▸ **Task to carry out**:
Update the stretch from the line containing "dark trousers, giving" through the end of the lines by replacing "red leash" with "leather leash" and keeping everything else the same. Leave the pictures out of your answer.

Source data
>> START

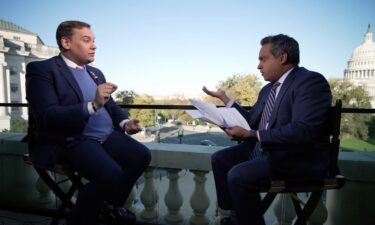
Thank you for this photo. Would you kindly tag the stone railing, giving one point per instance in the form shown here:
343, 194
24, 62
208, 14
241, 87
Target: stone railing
180, 171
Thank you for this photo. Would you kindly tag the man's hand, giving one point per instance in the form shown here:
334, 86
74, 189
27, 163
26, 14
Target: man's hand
103, 93
220, 94
132, 126
237, 133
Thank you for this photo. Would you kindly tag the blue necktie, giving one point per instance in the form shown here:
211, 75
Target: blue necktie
264, 120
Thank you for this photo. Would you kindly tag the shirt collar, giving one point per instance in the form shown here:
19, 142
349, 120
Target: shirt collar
71, 64
284, 76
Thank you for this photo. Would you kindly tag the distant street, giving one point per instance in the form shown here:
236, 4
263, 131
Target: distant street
191, 135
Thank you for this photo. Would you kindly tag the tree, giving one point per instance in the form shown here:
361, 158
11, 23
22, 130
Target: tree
146, 117
244, 89
175, 114
352, 96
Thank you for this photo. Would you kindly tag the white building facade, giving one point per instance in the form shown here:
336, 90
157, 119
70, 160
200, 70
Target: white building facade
361, 66
18, 47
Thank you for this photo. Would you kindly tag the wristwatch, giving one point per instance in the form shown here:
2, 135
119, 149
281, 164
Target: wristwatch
253, 134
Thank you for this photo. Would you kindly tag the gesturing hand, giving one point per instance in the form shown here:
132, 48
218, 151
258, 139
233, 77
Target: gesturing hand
103, 93
237, 133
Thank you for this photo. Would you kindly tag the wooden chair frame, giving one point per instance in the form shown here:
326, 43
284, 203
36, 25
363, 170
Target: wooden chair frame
334, 180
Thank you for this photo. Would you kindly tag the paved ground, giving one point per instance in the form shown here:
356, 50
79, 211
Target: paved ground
168, 134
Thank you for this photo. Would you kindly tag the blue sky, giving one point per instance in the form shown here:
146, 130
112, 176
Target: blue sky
168, 47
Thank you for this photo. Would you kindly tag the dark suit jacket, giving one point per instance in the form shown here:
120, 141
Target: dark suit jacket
56, 108
296, 139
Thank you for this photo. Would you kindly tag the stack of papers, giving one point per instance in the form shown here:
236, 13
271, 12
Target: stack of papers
222, 117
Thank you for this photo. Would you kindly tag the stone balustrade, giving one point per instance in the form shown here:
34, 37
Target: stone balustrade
176, 172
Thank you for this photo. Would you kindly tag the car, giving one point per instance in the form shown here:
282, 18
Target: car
208, 143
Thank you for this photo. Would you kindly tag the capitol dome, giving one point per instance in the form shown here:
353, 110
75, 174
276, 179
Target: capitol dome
361, 66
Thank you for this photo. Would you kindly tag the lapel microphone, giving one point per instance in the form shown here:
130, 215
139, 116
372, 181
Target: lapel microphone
94, 76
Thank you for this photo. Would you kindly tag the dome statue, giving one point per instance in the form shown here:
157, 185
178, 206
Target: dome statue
361, 66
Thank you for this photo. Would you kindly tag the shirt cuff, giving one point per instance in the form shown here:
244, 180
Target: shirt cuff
230, 103
90, 108
122, 123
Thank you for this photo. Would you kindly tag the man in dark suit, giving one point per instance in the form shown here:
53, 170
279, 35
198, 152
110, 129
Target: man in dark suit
74, 120
287, 136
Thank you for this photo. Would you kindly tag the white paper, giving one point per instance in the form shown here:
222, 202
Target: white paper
223, 117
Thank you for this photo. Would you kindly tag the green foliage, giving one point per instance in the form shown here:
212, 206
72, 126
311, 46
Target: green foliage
352, 96
147, 117
126, 97
175, 114
18, 125
244, 89
355, 144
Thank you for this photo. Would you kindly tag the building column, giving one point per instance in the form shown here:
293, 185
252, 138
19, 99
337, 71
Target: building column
24, 110
4, 116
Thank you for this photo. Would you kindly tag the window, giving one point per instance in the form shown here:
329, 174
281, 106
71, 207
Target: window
13, 71
13, 87
15, 109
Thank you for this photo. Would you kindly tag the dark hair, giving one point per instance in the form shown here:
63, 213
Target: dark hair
65, 29
283, 44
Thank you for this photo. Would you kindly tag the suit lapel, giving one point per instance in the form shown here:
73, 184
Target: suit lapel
67, 74
262, 103
287, 82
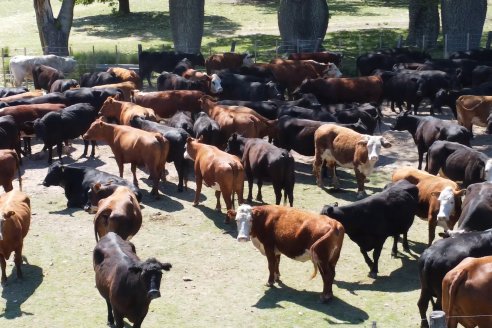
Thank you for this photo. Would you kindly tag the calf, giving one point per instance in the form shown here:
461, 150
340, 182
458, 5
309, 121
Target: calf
300, 235
126, 283
474, 110
264, 161
208, 129
368, 222
177, 142
341, 146
68, 123
78, 181
439, 198
440, 258
466, 293
131, 145
119, 213
426, 130
123, 112
15, 218
218, 170
458, 163
9, 166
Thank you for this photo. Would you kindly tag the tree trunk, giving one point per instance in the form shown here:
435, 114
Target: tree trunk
460, 17
54, 32
423, 27
187, 18
124, 7
302, 24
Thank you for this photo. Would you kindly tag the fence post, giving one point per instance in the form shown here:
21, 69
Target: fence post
437, 319
489, 40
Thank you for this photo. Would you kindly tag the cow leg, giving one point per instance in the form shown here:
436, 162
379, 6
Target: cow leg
110, 314
4, 266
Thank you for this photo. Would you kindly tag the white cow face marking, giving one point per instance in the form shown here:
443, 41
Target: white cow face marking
215, 85
244, 222
488, 171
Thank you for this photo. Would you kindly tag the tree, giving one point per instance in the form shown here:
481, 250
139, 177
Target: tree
54, 32
423, 21
123, 5
302, 20
460, 17
187, 17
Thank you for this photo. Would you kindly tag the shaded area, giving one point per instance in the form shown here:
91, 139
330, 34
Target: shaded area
336, 308
17, 291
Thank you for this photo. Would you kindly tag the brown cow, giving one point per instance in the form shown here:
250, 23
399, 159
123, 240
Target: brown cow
218, 170
475, 110
15, 218
344, 147
120, 213
9, 166
135, 146
466, 291
298, 234
166, 103
124, 111
124, 75
127, 284
238, 119
126, 87
227, 60
439, 198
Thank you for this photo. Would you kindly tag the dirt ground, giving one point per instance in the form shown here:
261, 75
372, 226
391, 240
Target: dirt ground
215, 281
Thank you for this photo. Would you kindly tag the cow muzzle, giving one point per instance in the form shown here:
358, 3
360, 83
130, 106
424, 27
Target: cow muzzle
153, 294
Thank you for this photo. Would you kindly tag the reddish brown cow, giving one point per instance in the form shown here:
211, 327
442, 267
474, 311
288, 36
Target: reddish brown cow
124, 111
9, 166
124, 75
135, 146
439, 198
475, 110
166, 103
466, 291
238, 119
119, 213
15, 218
126, 87
298, 234
227, 60
218, 170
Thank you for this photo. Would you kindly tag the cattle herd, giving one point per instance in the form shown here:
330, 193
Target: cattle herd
239, 121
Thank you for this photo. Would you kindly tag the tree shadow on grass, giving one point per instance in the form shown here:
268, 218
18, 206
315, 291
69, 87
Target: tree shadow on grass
335, 308
17, 291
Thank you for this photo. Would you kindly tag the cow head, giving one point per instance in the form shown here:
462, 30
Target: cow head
373, 145
150, 274
215, 84
244, 221
55, 175
449, 206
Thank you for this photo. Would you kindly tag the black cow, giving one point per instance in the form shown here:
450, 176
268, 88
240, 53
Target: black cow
440, 258
126, 283
368, 222
149, 62
265, 162
78, 181
457, 162
98, 78
177, 142
68, 123
10, 135
63, 85
6, 92
426, 130
207, 128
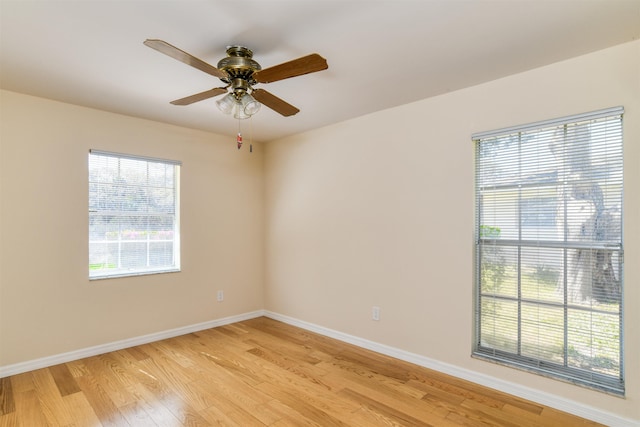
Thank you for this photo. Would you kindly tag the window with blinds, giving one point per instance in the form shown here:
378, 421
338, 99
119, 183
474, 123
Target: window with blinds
133, 215
549, 254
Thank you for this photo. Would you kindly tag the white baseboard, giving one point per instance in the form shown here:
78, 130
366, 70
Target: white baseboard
514, 389
533, 395
44, 362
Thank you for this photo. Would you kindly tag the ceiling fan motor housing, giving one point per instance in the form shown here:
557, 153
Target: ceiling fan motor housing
240, 67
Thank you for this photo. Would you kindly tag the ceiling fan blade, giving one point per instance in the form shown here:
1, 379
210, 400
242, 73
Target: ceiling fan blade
200, 96
297, 67
182, 56
273, 102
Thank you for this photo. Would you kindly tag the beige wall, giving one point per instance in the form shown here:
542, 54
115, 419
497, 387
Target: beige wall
373, 211
47, 304
379, 210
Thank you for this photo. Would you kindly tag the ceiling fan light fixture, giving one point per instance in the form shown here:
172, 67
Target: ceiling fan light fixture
227, 103
249, 104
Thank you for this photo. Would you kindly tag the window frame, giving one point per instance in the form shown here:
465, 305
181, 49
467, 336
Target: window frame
173, 216
486, 236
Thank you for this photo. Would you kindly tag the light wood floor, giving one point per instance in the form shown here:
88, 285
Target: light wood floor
254, 373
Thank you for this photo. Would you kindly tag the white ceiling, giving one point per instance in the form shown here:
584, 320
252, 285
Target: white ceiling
380, 53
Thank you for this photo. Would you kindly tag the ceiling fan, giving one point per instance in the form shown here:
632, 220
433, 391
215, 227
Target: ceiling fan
240, 73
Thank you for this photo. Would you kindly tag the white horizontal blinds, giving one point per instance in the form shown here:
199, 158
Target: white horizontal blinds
133, 215
549, 248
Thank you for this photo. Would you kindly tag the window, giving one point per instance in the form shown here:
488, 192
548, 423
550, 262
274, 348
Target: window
549, 254
133, 215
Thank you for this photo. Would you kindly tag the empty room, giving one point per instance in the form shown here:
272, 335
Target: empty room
319, 212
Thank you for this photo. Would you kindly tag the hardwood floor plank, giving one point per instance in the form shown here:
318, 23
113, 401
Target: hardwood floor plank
64, 380
82, 411
7, 402
257, 372
105, 409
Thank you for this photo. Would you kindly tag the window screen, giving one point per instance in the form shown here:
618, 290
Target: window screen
133, 215
549, 254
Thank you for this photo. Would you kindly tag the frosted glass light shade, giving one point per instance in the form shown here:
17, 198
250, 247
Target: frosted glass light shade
227, 103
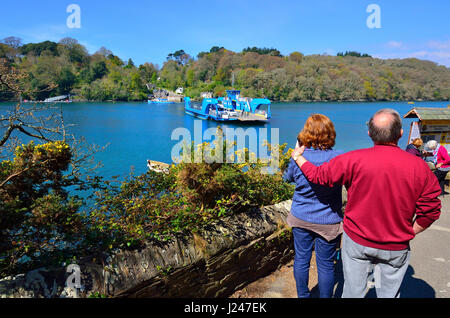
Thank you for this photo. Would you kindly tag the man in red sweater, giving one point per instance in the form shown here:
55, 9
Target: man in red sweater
392, 196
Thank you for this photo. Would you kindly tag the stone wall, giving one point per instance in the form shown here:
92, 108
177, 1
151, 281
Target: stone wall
215, 262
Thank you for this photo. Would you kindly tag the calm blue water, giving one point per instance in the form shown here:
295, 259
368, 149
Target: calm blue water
138, 131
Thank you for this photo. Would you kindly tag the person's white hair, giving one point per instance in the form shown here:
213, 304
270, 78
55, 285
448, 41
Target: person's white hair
432, 144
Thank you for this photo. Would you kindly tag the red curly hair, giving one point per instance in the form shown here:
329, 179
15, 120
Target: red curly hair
318, 133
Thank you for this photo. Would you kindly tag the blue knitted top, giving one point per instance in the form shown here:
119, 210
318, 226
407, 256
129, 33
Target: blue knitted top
312, 202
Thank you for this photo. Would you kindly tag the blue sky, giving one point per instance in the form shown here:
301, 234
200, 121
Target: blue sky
147, 30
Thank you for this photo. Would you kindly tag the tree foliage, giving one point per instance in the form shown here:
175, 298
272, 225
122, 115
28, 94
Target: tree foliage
258, 72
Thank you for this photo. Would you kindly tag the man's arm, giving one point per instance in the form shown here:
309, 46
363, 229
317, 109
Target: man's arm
428, 206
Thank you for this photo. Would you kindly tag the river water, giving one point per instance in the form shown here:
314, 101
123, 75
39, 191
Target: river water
136, 132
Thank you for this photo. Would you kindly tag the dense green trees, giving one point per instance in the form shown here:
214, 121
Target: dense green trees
72, 70
258, 72
350, 76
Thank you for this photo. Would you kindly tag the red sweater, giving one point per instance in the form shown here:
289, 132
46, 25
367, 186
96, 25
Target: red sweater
387, 188
443, 157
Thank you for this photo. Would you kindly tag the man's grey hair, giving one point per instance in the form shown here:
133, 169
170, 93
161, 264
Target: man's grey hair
386, 134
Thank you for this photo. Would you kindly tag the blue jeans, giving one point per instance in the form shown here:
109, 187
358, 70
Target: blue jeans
325, 256
389, 268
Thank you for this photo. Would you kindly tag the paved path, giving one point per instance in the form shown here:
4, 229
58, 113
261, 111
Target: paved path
428, 275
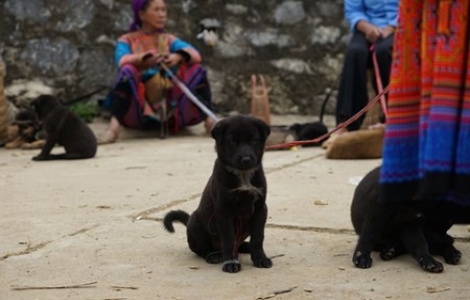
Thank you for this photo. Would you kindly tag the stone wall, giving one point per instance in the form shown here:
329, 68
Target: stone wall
68, 46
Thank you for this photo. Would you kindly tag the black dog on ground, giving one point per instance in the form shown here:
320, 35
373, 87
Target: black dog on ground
233, 204
65, 128
413, 226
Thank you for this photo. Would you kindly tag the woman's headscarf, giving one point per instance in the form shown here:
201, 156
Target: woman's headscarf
137, 6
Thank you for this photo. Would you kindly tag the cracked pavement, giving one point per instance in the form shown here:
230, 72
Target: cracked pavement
91, 229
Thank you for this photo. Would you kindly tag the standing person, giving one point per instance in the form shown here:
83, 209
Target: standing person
427, 142
372, 22
141, 85
426, 154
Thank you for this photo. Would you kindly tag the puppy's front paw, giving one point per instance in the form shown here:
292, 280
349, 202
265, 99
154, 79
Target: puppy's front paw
452, 256
390, 253
431, 265
214, 257
362, 260
263, 262
231, 266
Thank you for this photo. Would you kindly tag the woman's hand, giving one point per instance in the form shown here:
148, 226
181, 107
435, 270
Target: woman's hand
151, 59
172, 59
372, 32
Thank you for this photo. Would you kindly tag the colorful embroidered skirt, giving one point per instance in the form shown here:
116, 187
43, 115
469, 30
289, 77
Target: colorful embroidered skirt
427, 141
181, 111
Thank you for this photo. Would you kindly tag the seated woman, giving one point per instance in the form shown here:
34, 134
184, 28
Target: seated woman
144, 96
372, 22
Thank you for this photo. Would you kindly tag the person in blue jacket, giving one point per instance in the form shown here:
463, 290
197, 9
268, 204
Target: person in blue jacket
372, 22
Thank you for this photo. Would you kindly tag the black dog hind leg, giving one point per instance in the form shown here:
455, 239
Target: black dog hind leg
259, 258
200, 241
175, 215
440, 243
416, 244
376, 219
226, 229
67, 156
47, 148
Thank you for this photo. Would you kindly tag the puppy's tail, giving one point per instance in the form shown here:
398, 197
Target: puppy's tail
175, 215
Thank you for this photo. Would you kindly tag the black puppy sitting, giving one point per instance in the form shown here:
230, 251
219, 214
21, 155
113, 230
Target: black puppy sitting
65, 128
413, 226
233, 204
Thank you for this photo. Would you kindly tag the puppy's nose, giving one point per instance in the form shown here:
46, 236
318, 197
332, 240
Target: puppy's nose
246, 161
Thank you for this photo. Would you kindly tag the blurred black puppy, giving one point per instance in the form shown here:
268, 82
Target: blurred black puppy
65, 128
309, 131
412, 226
233, 204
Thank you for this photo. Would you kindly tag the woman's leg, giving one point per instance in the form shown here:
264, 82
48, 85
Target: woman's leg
383, 52
120, 102
352, 94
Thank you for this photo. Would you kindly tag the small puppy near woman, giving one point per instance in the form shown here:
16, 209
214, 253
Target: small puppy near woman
233, 204
65, 128
413, 226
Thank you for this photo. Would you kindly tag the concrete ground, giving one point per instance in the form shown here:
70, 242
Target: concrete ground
91, 229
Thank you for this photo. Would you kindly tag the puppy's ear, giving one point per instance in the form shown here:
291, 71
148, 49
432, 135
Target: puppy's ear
218, 130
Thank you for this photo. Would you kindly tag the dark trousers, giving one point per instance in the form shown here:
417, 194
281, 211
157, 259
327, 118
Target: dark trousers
352, 93
121, 100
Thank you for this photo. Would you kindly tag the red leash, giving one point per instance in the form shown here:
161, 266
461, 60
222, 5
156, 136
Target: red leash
380, 96
378, 81
342, 125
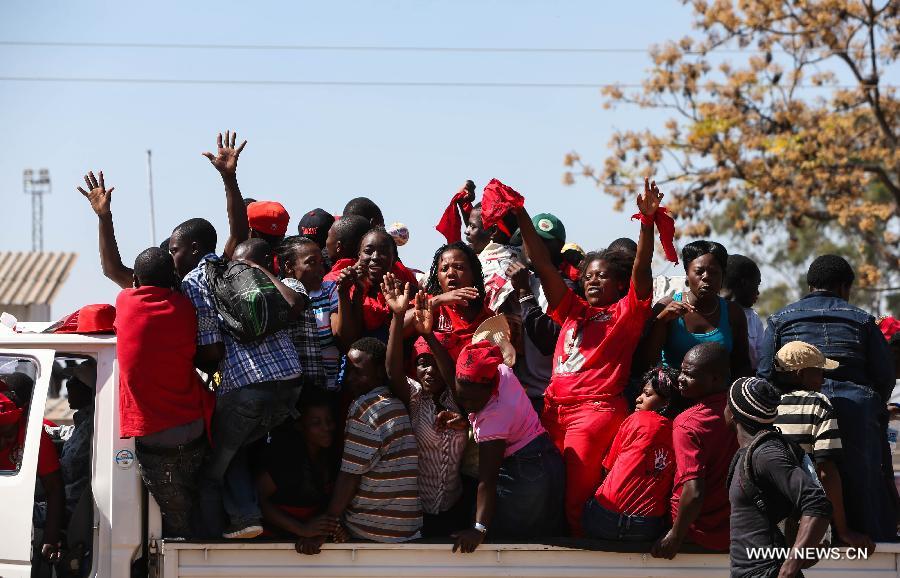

>> END

▸ **Response to the task**:
Thank you for this photo. Would you kindly tag the dark trousers, giving one point per instance in the form shown here:
417, 194
281, 211
157, 259
327, 118
Target: dark trousers
352, 93
121, 100
Thank you for this photo. Would you kindly tag the leather leash, giving one point per instance in the form shown here:
161, 266
461, 60
222, 5
156, 136
Target: leather leash
380, 96
378, 81
342, 125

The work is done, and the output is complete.